Record set
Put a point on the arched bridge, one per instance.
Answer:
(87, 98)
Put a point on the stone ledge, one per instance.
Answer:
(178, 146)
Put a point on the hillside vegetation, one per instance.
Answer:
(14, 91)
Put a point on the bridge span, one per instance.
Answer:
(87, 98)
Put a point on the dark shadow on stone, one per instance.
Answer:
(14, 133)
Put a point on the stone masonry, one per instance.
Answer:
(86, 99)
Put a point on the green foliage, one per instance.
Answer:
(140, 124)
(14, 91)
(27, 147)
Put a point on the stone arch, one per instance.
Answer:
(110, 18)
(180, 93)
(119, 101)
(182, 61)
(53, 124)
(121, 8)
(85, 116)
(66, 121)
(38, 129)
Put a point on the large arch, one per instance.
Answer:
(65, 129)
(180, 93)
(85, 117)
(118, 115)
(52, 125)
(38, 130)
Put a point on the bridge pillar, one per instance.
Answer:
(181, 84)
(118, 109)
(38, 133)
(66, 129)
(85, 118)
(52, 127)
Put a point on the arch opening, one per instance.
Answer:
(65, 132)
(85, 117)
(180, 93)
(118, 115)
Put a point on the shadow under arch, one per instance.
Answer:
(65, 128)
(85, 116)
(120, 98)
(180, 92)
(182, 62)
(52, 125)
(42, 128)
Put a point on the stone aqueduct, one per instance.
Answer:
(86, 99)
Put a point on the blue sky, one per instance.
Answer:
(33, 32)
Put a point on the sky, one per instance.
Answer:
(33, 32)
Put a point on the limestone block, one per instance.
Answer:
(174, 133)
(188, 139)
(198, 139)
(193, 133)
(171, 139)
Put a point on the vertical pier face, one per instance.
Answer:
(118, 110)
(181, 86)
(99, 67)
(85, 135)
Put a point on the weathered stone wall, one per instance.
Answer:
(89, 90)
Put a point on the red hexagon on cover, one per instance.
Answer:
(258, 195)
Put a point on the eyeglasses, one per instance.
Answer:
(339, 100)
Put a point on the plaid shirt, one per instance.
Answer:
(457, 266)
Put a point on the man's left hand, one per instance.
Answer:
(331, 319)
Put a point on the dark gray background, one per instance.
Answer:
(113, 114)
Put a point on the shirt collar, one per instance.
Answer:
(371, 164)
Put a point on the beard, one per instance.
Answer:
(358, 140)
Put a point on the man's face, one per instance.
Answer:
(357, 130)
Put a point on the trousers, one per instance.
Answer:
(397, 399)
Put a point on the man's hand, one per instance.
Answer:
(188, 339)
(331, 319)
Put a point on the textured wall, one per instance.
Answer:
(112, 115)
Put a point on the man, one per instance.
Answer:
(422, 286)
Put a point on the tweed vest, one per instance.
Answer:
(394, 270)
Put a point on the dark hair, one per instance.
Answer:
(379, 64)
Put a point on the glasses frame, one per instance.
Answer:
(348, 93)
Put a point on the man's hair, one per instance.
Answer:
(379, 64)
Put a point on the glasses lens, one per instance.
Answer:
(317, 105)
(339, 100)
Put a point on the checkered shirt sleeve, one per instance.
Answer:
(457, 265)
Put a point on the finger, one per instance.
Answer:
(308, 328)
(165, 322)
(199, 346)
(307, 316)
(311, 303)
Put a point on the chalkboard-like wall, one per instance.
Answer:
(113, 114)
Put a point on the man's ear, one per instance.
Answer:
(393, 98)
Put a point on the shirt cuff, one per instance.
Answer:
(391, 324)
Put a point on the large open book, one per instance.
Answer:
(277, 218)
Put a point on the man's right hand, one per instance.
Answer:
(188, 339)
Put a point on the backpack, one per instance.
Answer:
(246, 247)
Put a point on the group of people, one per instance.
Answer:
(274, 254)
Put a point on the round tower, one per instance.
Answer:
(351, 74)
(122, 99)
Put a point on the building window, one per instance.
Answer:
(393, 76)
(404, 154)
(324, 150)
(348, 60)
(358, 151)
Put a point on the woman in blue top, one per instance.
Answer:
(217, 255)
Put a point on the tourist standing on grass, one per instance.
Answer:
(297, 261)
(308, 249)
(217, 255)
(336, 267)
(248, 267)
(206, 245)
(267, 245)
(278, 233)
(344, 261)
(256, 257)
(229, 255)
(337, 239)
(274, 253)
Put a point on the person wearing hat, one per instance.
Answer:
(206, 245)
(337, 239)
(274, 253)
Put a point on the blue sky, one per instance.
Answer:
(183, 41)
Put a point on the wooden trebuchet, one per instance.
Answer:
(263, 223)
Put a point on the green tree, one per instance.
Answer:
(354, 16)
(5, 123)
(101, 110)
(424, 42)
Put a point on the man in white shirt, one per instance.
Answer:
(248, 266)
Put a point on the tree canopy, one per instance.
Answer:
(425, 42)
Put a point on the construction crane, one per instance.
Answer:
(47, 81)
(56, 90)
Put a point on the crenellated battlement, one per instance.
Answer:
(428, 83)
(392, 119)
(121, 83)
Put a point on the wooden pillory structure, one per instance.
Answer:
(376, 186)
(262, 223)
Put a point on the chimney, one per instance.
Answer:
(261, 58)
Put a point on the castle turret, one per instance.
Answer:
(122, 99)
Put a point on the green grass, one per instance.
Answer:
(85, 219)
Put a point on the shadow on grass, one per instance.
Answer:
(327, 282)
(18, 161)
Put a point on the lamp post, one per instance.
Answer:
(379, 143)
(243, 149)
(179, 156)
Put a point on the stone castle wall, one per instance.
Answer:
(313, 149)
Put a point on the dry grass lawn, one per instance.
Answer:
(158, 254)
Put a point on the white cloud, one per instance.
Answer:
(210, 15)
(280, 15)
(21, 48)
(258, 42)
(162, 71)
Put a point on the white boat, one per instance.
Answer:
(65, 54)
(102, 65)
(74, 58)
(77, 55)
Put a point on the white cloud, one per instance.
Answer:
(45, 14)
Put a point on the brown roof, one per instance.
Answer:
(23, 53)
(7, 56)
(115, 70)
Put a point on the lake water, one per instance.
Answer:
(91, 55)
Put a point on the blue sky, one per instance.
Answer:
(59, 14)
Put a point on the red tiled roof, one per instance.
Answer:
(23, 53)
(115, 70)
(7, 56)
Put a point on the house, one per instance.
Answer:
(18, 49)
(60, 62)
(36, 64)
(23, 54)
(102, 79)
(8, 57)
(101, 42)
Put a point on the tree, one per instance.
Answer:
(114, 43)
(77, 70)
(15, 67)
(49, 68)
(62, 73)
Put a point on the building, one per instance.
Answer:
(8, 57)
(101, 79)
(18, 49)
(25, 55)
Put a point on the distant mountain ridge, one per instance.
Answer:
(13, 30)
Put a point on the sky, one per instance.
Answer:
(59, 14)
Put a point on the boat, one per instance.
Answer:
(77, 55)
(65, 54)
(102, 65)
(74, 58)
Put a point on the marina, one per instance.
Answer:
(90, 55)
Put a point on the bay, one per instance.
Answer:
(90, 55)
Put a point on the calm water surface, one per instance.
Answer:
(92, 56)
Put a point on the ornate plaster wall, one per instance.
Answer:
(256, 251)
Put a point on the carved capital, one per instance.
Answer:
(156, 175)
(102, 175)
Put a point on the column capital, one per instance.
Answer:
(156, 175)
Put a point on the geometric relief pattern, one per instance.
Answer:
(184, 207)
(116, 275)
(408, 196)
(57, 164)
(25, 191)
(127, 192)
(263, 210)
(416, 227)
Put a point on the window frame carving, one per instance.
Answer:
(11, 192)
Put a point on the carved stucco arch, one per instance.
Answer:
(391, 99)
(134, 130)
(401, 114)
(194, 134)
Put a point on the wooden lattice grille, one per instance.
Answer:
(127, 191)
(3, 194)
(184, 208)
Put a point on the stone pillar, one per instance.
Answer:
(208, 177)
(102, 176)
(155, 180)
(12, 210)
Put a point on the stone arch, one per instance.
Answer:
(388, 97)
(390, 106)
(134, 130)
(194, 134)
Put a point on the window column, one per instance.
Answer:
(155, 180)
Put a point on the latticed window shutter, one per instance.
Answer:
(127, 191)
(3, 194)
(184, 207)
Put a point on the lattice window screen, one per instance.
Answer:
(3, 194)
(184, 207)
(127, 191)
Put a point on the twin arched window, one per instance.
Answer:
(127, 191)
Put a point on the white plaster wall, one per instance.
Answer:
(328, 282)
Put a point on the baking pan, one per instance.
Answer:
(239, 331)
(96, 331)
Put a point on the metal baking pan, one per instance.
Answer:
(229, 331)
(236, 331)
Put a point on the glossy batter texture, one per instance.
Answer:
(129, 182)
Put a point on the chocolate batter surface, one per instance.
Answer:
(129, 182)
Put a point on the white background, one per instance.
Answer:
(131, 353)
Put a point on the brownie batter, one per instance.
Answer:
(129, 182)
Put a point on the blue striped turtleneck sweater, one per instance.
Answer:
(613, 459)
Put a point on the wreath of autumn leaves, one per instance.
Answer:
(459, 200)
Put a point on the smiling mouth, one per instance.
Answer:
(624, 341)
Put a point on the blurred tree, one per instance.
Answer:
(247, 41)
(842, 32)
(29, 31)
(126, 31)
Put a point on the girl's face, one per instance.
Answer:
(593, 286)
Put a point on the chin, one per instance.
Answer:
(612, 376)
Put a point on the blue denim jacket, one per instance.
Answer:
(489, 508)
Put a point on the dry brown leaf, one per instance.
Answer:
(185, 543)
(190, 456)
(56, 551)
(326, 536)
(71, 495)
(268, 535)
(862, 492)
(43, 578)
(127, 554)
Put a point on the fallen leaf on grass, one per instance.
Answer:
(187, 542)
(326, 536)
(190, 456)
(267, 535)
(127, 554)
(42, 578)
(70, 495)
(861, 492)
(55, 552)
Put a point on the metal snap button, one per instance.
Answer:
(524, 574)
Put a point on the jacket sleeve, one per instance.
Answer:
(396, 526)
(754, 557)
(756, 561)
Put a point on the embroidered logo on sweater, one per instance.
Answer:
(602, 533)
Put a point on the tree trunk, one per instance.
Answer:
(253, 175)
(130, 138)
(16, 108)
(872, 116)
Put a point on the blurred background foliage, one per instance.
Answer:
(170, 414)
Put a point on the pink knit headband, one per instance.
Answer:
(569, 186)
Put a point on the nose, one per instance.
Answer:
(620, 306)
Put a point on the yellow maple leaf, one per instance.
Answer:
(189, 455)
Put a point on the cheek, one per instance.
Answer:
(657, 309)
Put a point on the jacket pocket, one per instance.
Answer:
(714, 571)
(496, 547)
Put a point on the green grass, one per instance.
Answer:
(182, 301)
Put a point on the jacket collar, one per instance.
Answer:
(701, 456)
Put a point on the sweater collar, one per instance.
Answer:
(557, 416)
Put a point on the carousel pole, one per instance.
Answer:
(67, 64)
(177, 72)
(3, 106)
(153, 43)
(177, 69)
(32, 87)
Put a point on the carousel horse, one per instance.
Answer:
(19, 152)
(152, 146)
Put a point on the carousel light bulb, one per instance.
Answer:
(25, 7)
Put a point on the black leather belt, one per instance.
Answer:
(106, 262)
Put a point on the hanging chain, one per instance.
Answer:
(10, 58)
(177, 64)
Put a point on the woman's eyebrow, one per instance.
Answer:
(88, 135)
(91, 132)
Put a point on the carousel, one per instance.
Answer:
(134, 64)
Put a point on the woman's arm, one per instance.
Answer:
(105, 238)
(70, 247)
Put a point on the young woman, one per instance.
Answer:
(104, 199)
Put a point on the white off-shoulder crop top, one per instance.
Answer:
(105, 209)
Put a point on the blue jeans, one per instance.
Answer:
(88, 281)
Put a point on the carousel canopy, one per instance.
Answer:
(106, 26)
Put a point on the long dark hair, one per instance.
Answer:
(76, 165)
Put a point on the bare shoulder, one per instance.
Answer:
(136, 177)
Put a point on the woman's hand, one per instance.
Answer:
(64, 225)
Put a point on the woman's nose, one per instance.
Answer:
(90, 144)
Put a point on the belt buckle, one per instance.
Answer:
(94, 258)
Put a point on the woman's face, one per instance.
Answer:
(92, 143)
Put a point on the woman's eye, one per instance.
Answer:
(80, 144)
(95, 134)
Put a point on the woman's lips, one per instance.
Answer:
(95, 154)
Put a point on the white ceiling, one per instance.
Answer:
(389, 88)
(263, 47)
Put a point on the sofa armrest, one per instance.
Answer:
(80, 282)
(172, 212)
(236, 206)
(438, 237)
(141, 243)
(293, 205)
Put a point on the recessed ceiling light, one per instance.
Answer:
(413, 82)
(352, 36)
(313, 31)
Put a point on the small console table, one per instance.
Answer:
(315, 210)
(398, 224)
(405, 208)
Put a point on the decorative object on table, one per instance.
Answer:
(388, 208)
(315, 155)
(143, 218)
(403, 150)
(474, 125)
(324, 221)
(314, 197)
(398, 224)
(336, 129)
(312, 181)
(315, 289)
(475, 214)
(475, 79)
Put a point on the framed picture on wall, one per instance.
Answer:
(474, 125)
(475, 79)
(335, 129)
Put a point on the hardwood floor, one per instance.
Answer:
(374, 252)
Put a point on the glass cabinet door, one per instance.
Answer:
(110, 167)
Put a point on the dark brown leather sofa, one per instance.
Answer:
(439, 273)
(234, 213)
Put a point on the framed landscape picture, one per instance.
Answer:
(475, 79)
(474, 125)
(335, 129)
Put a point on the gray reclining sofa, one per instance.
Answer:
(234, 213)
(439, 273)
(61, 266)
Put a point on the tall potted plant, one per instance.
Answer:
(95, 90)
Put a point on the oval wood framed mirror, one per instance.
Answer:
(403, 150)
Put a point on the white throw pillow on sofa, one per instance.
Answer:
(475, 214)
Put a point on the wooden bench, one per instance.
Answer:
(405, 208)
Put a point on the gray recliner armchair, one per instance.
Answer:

Problem description
When a line in the data above contains the string "shadow", copy that line.

Written response
Put a point on the dark shadow on stone, one per instance.
Put a point on the shadow under arch, one per instance.
Put a point on the shadow on grass, one per instance.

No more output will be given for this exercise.